- _WHAT IS REQUIRED_
Every record below must be written out exactly. Leave out the pictures.

- _RECORDS FOR PROCESSING_
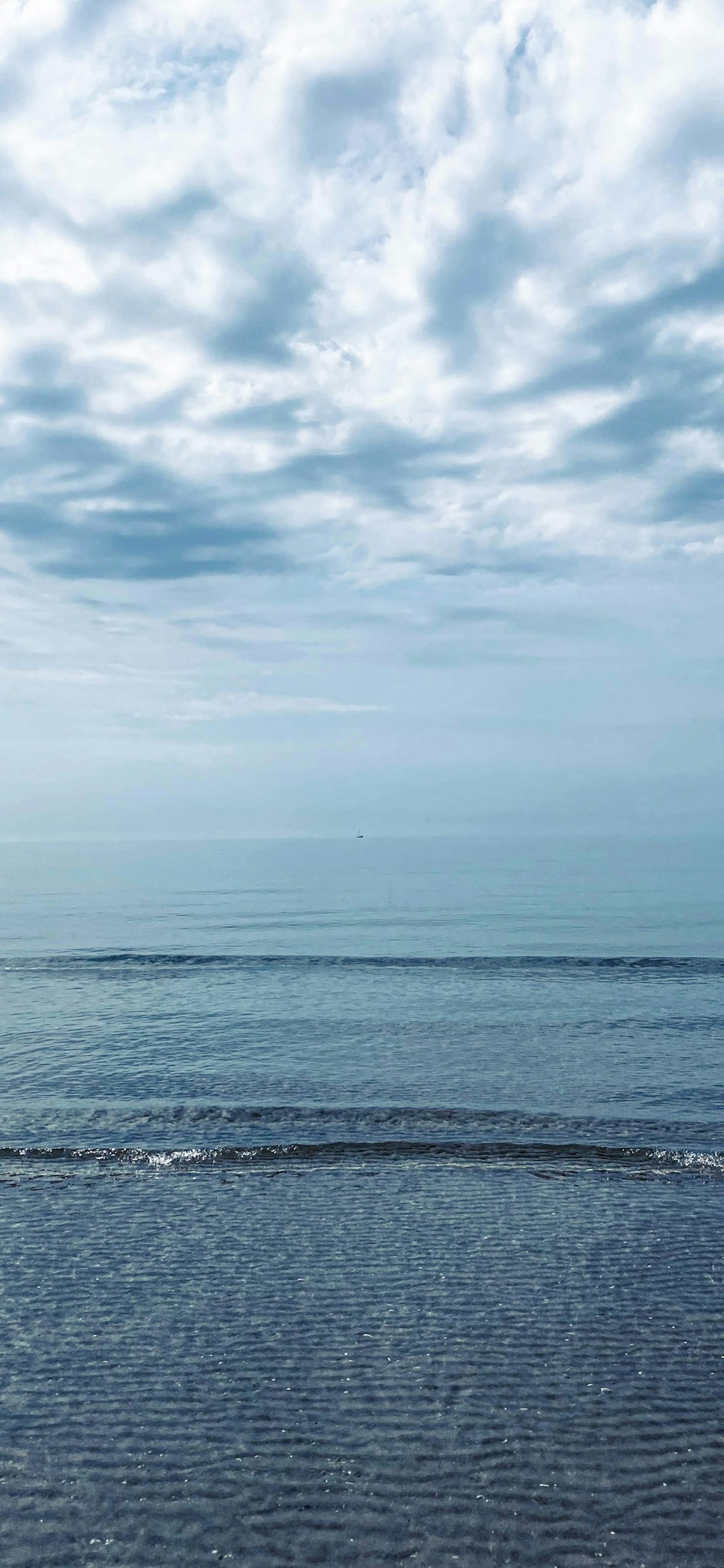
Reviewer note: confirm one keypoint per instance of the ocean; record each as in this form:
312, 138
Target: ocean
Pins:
363, 1203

- _WRITTEN RESPONSE_
Reviewer note: confirm one keypoint per instance of the ocean; record each as in this form:
312, 138
Target: ocean
Pins:
363, 1203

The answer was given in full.